* RECORDS SUPPLIED:
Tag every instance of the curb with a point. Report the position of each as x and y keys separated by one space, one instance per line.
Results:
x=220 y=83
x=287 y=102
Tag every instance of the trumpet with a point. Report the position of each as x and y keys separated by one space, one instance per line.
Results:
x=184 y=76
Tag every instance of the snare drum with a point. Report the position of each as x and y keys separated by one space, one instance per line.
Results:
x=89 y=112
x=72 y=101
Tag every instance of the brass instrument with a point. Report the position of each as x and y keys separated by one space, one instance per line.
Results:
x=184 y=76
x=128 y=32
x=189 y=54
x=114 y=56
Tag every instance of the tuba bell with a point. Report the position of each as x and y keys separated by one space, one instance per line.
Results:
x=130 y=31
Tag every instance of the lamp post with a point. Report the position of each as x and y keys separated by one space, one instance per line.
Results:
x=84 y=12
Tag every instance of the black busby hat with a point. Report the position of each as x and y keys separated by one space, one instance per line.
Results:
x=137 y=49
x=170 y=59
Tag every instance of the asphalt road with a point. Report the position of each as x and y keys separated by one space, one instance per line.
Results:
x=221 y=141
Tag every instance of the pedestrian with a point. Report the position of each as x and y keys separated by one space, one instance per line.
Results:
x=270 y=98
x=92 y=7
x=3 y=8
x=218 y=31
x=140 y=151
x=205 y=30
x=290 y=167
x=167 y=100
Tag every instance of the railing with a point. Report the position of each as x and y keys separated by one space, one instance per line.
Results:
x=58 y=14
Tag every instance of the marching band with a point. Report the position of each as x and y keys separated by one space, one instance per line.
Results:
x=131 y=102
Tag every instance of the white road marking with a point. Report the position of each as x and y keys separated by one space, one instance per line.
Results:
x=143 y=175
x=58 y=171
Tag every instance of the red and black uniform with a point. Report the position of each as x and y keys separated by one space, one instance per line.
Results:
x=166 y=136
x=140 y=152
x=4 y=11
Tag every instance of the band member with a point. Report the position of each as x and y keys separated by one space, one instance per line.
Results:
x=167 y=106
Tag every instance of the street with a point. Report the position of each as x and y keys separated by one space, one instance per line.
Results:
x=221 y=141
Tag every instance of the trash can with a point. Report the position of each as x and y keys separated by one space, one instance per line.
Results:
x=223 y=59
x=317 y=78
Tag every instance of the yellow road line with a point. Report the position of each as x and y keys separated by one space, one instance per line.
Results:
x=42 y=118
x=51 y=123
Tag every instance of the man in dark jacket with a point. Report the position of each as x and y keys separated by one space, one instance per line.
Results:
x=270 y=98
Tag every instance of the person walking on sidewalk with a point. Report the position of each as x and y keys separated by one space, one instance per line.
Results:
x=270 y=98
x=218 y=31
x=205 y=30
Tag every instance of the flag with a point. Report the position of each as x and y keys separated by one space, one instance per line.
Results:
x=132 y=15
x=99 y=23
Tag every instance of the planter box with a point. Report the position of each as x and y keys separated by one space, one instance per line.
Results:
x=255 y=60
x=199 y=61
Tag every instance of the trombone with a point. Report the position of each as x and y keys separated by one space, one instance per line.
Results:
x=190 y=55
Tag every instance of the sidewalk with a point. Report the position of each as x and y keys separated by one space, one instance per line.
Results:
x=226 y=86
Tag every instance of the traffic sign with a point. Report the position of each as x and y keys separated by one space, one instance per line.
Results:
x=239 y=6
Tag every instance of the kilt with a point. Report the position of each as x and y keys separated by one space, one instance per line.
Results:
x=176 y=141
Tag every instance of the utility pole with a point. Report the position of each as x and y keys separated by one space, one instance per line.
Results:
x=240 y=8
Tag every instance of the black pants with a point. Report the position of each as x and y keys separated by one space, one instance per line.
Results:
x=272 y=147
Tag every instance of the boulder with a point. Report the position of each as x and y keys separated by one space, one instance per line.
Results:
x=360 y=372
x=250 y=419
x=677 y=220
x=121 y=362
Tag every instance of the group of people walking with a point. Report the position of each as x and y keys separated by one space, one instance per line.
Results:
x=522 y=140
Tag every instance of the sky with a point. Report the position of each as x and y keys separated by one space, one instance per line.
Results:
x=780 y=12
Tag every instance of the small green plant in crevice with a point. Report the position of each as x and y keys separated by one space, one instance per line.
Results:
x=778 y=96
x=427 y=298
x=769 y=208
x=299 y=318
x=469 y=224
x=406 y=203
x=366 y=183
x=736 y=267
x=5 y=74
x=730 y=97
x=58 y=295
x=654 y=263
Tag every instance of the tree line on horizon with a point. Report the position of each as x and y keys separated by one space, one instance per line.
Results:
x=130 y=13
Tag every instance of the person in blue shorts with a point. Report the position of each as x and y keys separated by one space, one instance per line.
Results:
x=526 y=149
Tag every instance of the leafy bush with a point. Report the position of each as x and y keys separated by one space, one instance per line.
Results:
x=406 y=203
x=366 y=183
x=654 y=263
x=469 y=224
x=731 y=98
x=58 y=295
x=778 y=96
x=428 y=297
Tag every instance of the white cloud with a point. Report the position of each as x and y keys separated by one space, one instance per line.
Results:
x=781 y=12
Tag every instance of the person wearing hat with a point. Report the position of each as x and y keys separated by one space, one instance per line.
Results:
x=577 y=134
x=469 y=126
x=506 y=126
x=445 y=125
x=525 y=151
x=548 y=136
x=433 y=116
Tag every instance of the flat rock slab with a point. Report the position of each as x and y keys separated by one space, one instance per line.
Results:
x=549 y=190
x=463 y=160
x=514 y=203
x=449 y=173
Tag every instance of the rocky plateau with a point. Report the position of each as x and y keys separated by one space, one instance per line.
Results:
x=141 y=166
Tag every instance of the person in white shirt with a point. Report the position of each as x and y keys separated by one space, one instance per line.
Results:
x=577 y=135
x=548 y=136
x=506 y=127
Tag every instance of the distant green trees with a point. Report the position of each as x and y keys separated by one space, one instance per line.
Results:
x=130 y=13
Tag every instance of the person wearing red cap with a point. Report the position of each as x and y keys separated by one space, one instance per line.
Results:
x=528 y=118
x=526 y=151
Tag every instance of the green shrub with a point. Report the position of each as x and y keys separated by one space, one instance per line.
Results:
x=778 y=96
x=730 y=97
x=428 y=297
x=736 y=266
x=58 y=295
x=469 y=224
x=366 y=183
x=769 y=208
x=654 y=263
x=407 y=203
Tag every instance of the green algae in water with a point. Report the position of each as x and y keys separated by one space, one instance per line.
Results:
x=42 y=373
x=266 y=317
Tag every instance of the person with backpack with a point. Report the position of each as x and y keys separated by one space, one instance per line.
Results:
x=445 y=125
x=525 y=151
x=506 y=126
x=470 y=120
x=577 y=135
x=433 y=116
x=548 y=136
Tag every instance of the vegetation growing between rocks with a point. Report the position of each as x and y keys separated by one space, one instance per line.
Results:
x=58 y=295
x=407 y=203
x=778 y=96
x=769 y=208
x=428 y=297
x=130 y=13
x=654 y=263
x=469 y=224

* WHAT IS REQUIRED: Rewrite the whole listing above, changing "Tag every instance of" to "Mark each" and leaving everything else as it is.

* SOLUTION TO THE PROBLEM:
Mark each the curb with a point. Report the position of each as x and y keys separated by one space, one instance per line.
Results:
x=220 y=83
x=287 y=102
Mark each the trumpet with a point. Report the position of each as x and y keys separated by one space, one instance per line.
Results:
x=184 y=76
Mark each the snare drum with a point. Report the position of each as x and y keys separated by one space, one instance per line.
Results:
x=89 y=112
x=72 y=101
Mark each the brass instrument with a point. Report the position of each as x and y keys separated by one space, one instance per line.
Results:
x=184 y=76
x=128 y=32
x=189 y=54
x=114 y=56
Mark each the tuba bell with a point. Report the position of each as x and y keys separated by one space, one instance per line.
Results:
x=130 y=31
Mark each the lamp post with a point. Report the position of each as x and y keys separated by one space, one instance per line.
Results:
x=84 y=12
Mark each the black busby hat with a point. Report the position of each as x and y keys separated by one space, one instance per line.
Results:
x=137 y=49
x=170 y=59
Mark each the asphalt road with a point. Report the position of each as x and y keys separated by one space, one instance per line.
Results:
x=221 y=141
Mark each the pedestrian with a point. Report the position of each as x and y keys separated by one space, one instance per line.
Results:
x=270 y=98
x=92 y=7
x=3 y=8
x=218 y=31
x=140 y=151
x=205 y=30
x=290 y=167
x=167 y=100
Mark each the railing with a point. Report the position of each as x and y keys separated by one space, one instance per line.
Results:
x=58 y=14
Mark each the marching band with a point. Report the position of each as x and y keys separated by one space, one instance per line.
Results:
x=131 y=102
Mark each the white road marking with a point. Report the position of each as x and y keys separated by one space, one instance per line.
Results:
x=143 y=175
x=58 y=171
Mark each the red and black uniform with a point. Report the position of each as x and y keys separated by one space, one instance per line.
Results:
x=166 y=136
x=140 y=152
x=4 y=11
Mark each the band member with a point. Report the position of each as x and y keys separated by one space, one instance per line.
Results:
x=167 y=106
Mark each the street with a point. Report the position of each as x and y keys separated by one space, one instance per line.
Results:
x=221 y=141
Mark each the trash can with a point. Report the position of each as x and y keys separated by one space, one instance per line.
Results:
x=223 y=59
x=317 y=78
Mark each the yellow road line with a point. Report the position of each as x and y keys separated by one space, one instance per line.
Results:
x=42 y=118
x=51 y=123
Mark each the man in dark jacket with a point. Report the position of each as x and y keys separated by one space, one instance per line.
Results:
x=270 y=98
Mark each the person walking on sidewalk with a point. Report the position of each as x and y keys separated by one space, one instance per line.
Results:
x=270 y=98
x=218 y=31
x=205 y=30
Mark each the flag with a point. Report the position of each as x and y keys separated by one space, one instance per line.
Results:
x=132 y=15
x=99 y=23
Mark each the planter box with a point. Report the position of each as x and y keys separated by one space, one instance per line.
Results:
x=255 y=60
x=199 y=61
Mark each the trombone with a point. Report the position of each as x and y keys separated by one space, one instance per line.
Results:
x=190 y=55
Mark each the sidewalk with a point. Report the position of each as x and y keys separated by one space, one instance per line.
Results:
x=226 y=86
Mark each the traffic sign with a point. Report the position of each as x and y keys separated by one space, one instance per line.
Results:
x=239 y=6
Mark each the kilt with a point. Report the position of each as x and y keys separated by one space, one instance per line.
Results:
x=176 y=141
Mark each the utility pole with a point. Report the position of each as x and y keys separated by one space, one instance per line.
Results:
x=240 y=8
Mark each the black pants with a point. Report the position of each as x and y keys separated by one space, one instance per line.
Results:
x=272 y=147
Mark each the boulder with a point. Report the position of each as x and y keys separated by one space, one instance per line.
Results:
x=360 y=372
x=250 y=419
x=677 y=220
x=121 y=362
Mark each the group of people walking with a point. Report the position of each as x and y keys separated by one space, one instance per line.
Results:
x=522 y=140
Mark each the sky with a point. Report the position of each as x and y keys separated by one space, one instance per line.
Results:
x=780 y=12
Mark each the small green plant in crevice with a point. Report the position of each as x and y keys separated by one space, one instance per line.
Results:
x=778 y=96
x=427 y=298
x=769 y=208
x=299 y=318
x=469 y=224
x=406 y=203
x=366 y=183
x=736 y=267
x=5 y=74
x=730 y=97
x=58 y=295
x=654 y=263
Mark each the tree line on horizon with a point. Report the position of each as x and y keys separated by one space, one instance per line.
Results:
x=130 y=13
Mark each the person in blue shorts with a point. Report the position of each as x and y keys separated by one space, one instance per line.
Results:
x=526 y=149
Mark each the leafy bush with a point. Report the position of each as x and y keys separated by one space, one instance per line.
Results:
x=406 y=203
x=366 y=183
x=654 y=263
x=469 y=224
x=731 y=98
x=58 y=295
x=778 y=96
x=428 y=297
Mark each the white cloud with a point. Report the position of each as x and y keys separated by one space, one instance per line.
Results:
x=781 y=12
Mark each the person wearing hat with a point. Report the position of each as x and y keys separated by one space, one instance per line.
Results:
x=577 y=134
x=469 y=126
x=506 y=126
x=445 y=125
x=525 y=151
x=548 y=136
x=433 y=116
Mark each the flat rock slab with a point. Report the position of each as x and y keys separated by one space, one instance per line.
Results:
x=549 y=190
x=463 y=160
x=514 y=203
x=449 y=173
Mark each the rocky plateau with a point. Report the position of each as x and y keys separated by one space, one instance per line.
Results:
x=141 y=166
Mark each the person in white shirt with a point. Report the position of each as x and y keys separated by one space, one instance per line.
Results:
x=577 y=135
x=548 y=136
x=506 y=127
Mark each the distant green trees with a point. Report the position of each as x and y keys separated by one space, one instance per line.
Results:
x=130 y=13
Mark each the person wearing red cap with a point. Report the position of each as x and y keys separated by one space, one instance per line.
Results:
x=528 y=118
x=526 y=151
Mark each the green shrub with a point. Report the position of each as x and y keys separated by one space, one instance per line.
Results:
x=778 y=96
x=730 y=97
x=428 y=297
x=736 y=266
x=58 y=295
x=469 y=224
x=366 y=183
x=769 y=208
x=654 y=263
x=407 y=203
Mark each the green algae in water with a point. Report the position of each as x and y keys separated by one space, one instance per line.
Results:
x=42 y=373
x=266 y=317
Mark each the person with backpack with a point. Report the position of each as x and y keys separated by one space, one instance per line.
Results:
x=445 y=125
x=525 y=151
x=506 y=126
x=470 y=120
x=577 y=135
x=433 y=116
x=548 y=136
Mark each the vegetation growing between rocks with a point. Report the position of each as x and y keys separated by one space, one instance per line.
Results:
x=58 y=295
x=407 y=203
x=778 y=96
x=769 y=208
x=428 y=297
x=130 y=13
x=654 y=263
x=469 y=224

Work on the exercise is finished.